* [WHAT TO WORK ON]
Locate each line in the entries below that contains the word "green" and copy those lines out; case counts.

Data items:
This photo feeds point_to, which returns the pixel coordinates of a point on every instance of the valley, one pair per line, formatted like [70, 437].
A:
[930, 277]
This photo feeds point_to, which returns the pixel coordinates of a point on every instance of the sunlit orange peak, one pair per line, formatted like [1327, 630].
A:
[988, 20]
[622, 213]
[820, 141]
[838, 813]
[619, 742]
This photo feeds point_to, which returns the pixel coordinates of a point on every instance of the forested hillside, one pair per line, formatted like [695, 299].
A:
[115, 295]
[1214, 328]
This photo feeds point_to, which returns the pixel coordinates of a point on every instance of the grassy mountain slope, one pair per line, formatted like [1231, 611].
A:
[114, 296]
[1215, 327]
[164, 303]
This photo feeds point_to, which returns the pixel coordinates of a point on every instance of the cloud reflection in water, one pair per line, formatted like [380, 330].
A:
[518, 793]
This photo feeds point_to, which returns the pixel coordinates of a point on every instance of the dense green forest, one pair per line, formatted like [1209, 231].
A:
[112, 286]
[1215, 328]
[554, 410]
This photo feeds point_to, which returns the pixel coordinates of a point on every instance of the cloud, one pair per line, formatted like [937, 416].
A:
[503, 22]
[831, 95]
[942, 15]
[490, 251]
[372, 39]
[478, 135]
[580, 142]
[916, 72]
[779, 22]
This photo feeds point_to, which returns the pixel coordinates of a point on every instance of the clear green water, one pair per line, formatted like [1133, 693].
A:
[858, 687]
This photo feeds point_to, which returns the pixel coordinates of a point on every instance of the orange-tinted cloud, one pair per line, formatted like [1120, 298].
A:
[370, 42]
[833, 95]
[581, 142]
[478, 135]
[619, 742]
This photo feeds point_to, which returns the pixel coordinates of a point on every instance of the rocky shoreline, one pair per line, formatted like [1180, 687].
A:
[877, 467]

...

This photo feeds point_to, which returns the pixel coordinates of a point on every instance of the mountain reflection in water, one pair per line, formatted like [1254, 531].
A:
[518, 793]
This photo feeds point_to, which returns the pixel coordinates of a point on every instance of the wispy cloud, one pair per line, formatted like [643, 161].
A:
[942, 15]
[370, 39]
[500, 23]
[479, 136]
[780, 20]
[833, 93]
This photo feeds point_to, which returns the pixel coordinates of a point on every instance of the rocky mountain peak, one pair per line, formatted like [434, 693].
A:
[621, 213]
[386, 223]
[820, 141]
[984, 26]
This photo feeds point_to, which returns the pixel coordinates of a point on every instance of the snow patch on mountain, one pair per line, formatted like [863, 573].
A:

* [COMPLETE OUTPUT]
This photo feeds point_to, which returns the pixel coordinates of a point on every instance of the dense green forest, one pair per line, formatted like [1209, 231].
This photo feeds point_to, which returns the pixel coordinates of a point on every instance of the clear green water, one pair per line, formatted like [1133, 693].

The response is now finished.